>>
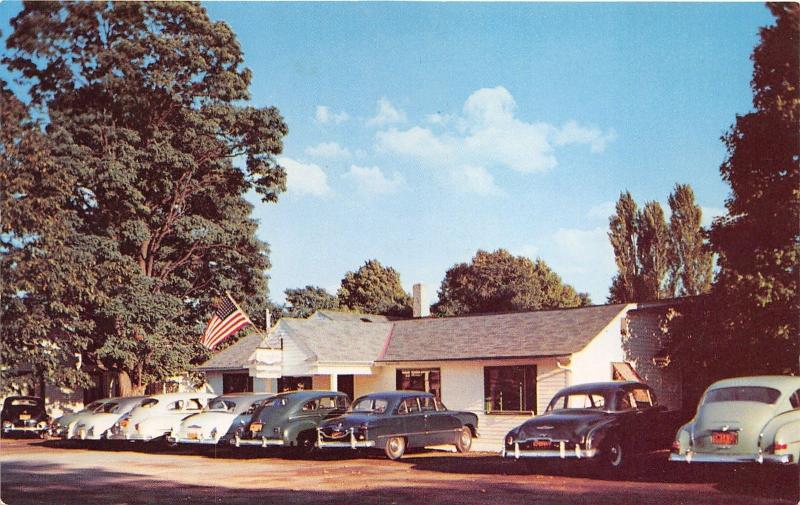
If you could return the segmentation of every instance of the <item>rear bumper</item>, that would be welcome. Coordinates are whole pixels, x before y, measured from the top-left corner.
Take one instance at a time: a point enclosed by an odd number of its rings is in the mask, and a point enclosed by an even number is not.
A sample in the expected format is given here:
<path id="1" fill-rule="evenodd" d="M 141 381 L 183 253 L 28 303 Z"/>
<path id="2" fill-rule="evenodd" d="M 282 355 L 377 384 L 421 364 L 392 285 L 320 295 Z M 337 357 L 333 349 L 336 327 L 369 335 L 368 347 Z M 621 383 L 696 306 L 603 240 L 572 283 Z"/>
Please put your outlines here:
<path id="1" fill-rule="evenodd" d="M 283 447 L 286 443 L 283 441 L 282 438 L 239 438 L 233 437 L 231 439 L 231 445 L 235 447 L 241 447 L 243 445 L 251 445 L 251 446 L 258 446 L 258 447 Z"/>
<path id="2" fill-rule="evenodd" d="M 685 454 L 669 455 L 670 461 L 680 463 L 770 463 L 790 465 L 795 463 L 791 454 L 705 454 L 702 452 L 687 452 Z"/>
<path id="3" fill-rule="evenodd" d="M 579 446 L 575 446 L 575 449 L 567 449 L 564 446 L 564 443 L 561 443 L 561 448 L 559 450 L 548 450 L 548 451 L 530 451 L 524 450 L 519 448 L 519 443 L 514 444 L 513 449 L 508 449 L 503 447 L 503 450 L 500 451 L 500 457 L 503 458 L 513 458 L 513 459 L 520 459 L 520 458 L 541 458 L 541 459 L 591 459 L 596 457 L 598 454 L 597 449 L 581 449 Z"/>
<path id="4" fill-rule="evenodd" d="M 370 447 L 375 447 L 374 440 L 356 440 L 355 432 L 353 428 L 347 430 L 347 435 L 343 436 L 341 439 L 338 440 L 325 440 L 325 437 L 322 435 L 322 430 L 319 428 L 317 429 L 317 447 L 320 449 L 324 448 L 350 448 L 350 449 L 368 449 Z"/>

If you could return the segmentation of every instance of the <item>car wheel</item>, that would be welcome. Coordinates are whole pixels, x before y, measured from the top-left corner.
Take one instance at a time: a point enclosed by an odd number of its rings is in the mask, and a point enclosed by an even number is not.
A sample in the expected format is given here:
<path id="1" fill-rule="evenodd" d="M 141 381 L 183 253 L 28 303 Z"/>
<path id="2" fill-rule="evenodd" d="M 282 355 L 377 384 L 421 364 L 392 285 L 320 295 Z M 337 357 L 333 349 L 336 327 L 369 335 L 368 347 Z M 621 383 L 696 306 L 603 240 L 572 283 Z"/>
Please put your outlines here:
<path id="1" fill-rule="evenodd" d="M 386 457 L 391 460 L 397 460 L 403 457 L 406 452 L 406 439 L 403 437 L 392 437 L 386 441 Z"/>
<path id="2" fill-rule="evenodd" d="M 306 431 L 297 436 L 297 453 L 310 456 L 317 448 L 317 437 L 313 432 Z"/>
<path id="3" fill-rule="evenodd" d="M 621 470 L 627 462 L 627 454 L 625 453 L 625 446 L 619 438 L 613 437 L 606 443 L 606 448 L 603 451 L 603 462 L 605 467 L 609 470 Z"/>
<path id="4" fill-rule="evenodd" d="M 472 447 L 472 430 L 469 429 L 469 426 L 464 426 L 461 428 L 461 433 L 458 434 L 456 450 L 458 452 L 469 452 L 470 447 Z"/>

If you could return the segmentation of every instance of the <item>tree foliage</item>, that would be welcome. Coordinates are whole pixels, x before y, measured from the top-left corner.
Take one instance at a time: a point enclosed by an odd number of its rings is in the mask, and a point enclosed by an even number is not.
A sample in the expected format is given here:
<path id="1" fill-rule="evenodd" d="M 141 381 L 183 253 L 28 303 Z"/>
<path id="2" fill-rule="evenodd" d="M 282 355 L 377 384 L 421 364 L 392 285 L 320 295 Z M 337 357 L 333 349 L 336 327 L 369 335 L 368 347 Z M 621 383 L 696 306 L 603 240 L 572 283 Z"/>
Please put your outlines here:
<path id="1" fill-rule="evenodd" d="M 705 244 L 703 212 L 688 184 L 676 184 L 669 195 L 669 287 L 673 296 L 707 293 L 713 280 L 713 255 Z"/>
<path id="2" fill-rule="evenodd" d="M 589 305 L 585 293 L 564 284 L 543 260 L 513 256 L 504 249 L 478 251 L 470 263 L 453 265 L 439 288 L 437 315 L 527 310 Z"/>
<path id="3" fill-rule="evenodd" d="M 719 274 L 708 299 L 674 325 L 676 362 L 711 379 L 798 371 L 800 7 L 768 8 L 776 22 L 752 55 L 753 111 L 722 139 L 731 193 L 711 230 Z"/>
<path id="4" fill-rule="evenodd" d="M 318 310 L 339 307 L 339 299 L 318 286 L 287 289 L 284 293 L 288 317 L 308 317 Z"/>
<path id="5" fill-rule="evenodd" d="M 378 260 L 366 261 L 347 272 L 337 292 L 339 306 L 368 314 L 410 316 L 411 297 L 400 284 L 400 274 Z"/>
<path id="6" fill-rule="evenodd" d="M 75 261 L 4 305 L 49 299 L 43 317 L 71 318 L 55 318 L 51 337 L 142 390 L 205 357 L 198 335 L 214 296 L 231 291 L 246 310 L 266 303 L 267 246 L 243 195 L 274 202 L 285 189 L 275 156 L 286 125 L 274 107 L 240 105 L 251 74 L 239 44 L 198 4 L 31 2 L 12 26 L 4 63 L 46 117 L 50 181 L 64 194 L 58 213 L 32 209 L 34 226 L 10 232 L 15 245 Z M 31 170 L 8 174 L 10 187 Z M 43 239 L 37 229 L 61 214 L 67 239 Z M 10 333 L 4 324 L 4 341 Z"/>
<path id="7" fill-rule="evenodd" d="M 609 302 L 641 302 L 707 292 L 712 255 L 705 246 L 702 212 L 688 184 L 676 184 L 669 197 L 669 226 L 658 202 L 638 210 L 630 192 L 622 193 L 609 218 L 608 237 L 617 264 Z"/>

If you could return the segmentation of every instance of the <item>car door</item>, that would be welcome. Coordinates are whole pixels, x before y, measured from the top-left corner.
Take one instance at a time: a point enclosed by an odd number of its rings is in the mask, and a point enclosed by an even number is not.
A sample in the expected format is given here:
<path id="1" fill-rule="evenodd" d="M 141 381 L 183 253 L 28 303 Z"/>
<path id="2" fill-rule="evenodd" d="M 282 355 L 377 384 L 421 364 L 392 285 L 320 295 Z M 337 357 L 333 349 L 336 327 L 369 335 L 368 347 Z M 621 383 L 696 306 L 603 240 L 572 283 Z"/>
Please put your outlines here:
<path id="1" fill-rule="evenodd" d="M 429 442 L 425 429 L 425 415 L 416 396 L 404 398 L 398 406 L 398 428 L 408 441 L 409 447 L 423 447 Z"/>

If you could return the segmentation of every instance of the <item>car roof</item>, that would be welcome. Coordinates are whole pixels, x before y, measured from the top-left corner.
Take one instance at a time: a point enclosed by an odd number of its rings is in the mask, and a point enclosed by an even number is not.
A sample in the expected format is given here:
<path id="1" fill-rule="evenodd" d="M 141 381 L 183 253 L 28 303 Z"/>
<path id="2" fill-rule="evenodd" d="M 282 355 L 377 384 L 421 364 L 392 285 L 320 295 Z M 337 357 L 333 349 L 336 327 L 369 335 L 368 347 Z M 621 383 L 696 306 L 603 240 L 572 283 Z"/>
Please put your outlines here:
<path id="1" fill-rule="evenodd" d="M 752 377 L 731 377 L 711 384 L 708 389 L 734 386 L 761 386 L 774 389 L 800 389 L 800 377 L 792 375 L 755 375 Z"/>
<path id="2" fill-rule="evenodd" d="M 589 382 L 566 387 L 559 391 L 558 394 L 583 393 L 588 391 L 608 393 L 618 389 L 631 389 L 634 387 L 645 387 L 649 389 L 650 386 L 637 381 Z"/>
<path id="3" fill-rule="evenodd" d="M 339 395 L 339 396 L 347 396 L 345 393 L 341 391 L 325 391 L 325 390 L 317 390 L 317 389 L 300 389 L 297 391 L 286 391 L 283 393 L 278 393 L 275 396 L 279 398 L 317 398 L 319 396 L 330 396 L 330 395 Z"/>
<path id="4" fill-rule="evenodd" d="M 379 393 L 369 393 L 359 398 L 408 398 L 409 396 L 433 396 L 432 393 L 424 391 L 383 391 Z"/>

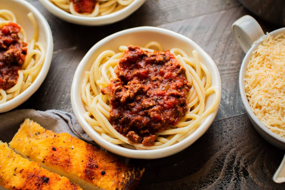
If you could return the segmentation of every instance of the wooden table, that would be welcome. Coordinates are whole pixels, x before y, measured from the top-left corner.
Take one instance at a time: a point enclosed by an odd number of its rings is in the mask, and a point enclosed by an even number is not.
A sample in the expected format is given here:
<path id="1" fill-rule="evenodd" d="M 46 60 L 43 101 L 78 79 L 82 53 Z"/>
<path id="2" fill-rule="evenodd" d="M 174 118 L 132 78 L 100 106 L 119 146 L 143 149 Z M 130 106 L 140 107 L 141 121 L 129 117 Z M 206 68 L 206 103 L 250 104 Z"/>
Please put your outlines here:
<path id="1" fill-rule="evenodd" d="M 285 152 L 268 143 L 254 129 L 240 95 L 239 73 L 245 54 L 232 34 L 231 25 L 251 13 L 237 0 L 148 0 L 128 18 L 99 27 L 66 22 L 37 0 L 28 0 L 48 22 L 54 47 L 45 80 L 18 109 L 72 112 L 73 75 L 93 45 L 110 34 L 136 26 L 170 30 L 193 40 L 213 58 L 222 79 L 221 101 L 213 124 L 187 148 L 160 159 L 131 160 L 146 169 L 137 189 L 285 189 L 285 183 L 276 183 L 271 179 Z M 277 28 L 258 21 L 265 32 Z"/>

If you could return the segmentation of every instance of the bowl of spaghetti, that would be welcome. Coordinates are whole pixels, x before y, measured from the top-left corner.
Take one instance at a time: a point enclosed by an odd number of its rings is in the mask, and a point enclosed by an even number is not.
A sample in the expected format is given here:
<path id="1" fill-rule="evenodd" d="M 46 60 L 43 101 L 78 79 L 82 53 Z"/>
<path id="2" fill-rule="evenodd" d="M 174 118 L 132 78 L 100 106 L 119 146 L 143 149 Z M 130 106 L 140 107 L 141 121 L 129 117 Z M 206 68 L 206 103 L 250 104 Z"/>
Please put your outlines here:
<<
Copy out the rows starting at the line that contains "<item>car door</item>, that" and ending after the line that contains "429 442 L 425", reproducing each character as it stands.

If you could return the segmentation of every instance of the <item>car door</item>, that would be welcome. Coordinates are whole pixels, x before y, measured from the top-left corner.
Take one instance at a time: a point enclosed by an odd number of its rings is in the mask, and a point enclosed by an even number is not.
A sample in the expected format is given here:
<path id="1" fill-rule="evenodd" d="M 141 381 L 183 253 L 28 303 Z"/>
<path id="2" fill-rule="evenodd" d="M 282 355 L 377 384 L 421 364 L 392 285 L 320 295 Z M 337 357 L 333 349 L 336 327 L 369 335 L 368 347 Z M 621 383 L 696 306 L 603 240 L 572 283 Z"/>
Please put your outlines here:
<path id="1" fill-rule="evenodd" d="M 429 442 L 425 429 L 425 415 L 416 396 L 404 398 L 398 406 L 398 428 L 408 441 L 409 447 L 423 447 Z"/>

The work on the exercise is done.